→ Record extracts
********************
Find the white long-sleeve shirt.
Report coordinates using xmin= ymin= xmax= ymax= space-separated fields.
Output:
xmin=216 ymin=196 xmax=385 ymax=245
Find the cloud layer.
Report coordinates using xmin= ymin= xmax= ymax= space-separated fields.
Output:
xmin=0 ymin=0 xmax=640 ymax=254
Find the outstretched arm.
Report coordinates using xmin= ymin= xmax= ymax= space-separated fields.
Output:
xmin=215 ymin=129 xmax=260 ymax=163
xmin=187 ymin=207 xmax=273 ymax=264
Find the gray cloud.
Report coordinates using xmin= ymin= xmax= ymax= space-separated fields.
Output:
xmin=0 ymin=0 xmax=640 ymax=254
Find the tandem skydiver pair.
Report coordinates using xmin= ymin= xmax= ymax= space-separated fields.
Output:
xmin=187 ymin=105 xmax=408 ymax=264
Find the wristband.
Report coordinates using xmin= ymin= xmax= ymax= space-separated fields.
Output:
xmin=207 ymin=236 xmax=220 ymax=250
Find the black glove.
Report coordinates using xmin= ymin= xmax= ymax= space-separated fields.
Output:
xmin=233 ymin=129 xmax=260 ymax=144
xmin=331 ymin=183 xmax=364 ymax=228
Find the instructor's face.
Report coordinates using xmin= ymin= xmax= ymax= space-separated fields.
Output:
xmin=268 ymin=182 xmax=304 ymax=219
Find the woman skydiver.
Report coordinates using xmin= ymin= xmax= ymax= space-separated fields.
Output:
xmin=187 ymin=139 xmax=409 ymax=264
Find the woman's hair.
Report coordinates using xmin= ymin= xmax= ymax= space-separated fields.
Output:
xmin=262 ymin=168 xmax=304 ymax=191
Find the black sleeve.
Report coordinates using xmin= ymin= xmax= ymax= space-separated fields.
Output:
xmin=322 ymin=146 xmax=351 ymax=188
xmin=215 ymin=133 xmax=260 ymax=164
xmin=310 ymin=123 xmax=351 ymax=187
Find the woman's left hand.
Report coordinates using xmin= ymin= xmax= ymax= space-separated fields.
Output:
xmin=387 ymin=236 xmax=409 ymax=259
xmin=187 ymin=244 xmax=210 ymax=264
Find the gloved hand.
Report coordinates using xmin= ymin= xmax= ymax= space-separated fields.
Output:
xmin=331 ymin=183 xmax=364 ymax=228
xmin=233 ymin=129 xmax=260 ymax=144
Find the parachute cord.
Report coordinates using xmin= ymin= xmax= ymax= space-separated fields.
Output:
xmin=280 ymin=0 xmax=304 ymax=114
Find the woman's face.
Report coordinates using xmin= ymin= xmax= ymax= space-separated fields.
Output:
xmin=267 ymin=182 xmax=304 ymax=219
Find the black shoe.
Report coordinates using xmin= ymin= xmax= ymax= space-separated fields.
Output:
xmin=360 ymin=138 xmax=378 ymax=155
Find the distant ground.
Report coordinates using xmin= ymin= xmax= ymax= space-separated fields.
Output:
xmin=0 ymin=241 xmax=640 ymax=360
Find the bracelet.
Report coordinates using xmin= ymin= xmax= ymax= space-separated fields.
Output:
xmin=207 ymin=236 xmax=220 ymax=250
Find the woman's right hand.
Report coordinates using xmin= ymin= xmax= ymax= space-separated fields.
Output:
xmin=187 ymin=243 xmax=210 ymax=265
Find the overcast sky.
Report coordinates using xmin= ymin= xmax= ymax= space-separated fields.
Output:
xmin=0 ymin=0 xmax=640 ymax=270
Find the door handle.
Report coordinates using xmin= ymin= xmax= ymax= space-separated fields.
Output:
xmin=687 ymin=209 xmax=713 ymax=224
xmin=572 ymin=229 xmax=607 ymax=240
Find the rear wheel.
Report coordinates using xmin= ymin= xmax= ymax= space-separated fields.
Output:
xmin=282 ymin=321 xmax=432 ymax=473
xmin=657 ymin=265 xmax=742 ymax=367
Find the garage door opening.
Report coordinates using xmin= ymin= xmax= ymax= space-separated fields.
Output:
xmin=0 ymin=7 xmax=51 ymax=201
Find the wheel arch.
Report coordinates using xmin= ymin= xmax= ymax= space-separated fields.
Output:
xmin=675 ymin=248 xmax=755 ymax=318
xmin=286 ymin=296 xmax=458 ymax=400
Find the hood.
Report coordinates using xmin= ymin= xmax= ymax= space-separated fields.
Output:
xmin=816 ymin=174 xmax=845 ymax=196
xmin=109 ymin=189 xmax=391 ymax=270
********************
→ Objective
Starting at the line that contains "Find the wheel arch." and ending at the last line above, write out every line again in order. Change nothing except the coordinate values, each of which should be increased by 111.

→ The solution
Find the wheel arch.
Report coordinates using xmin= ymin= xmax= ymax= space-separated fields.
Output:
xmin=786 ymin=359 xmax=866 ymax=429
xmin=397 ymin=407 xmax=569 ymax=511
Find the hood.
Report coordinates using xmin= ymin= xmax= ymax= space-separated fields.
Output:
xmin=927 ymin=285 xmax=956 ymax=307
xmin=220 ymin=300 xmax=502 ymax=381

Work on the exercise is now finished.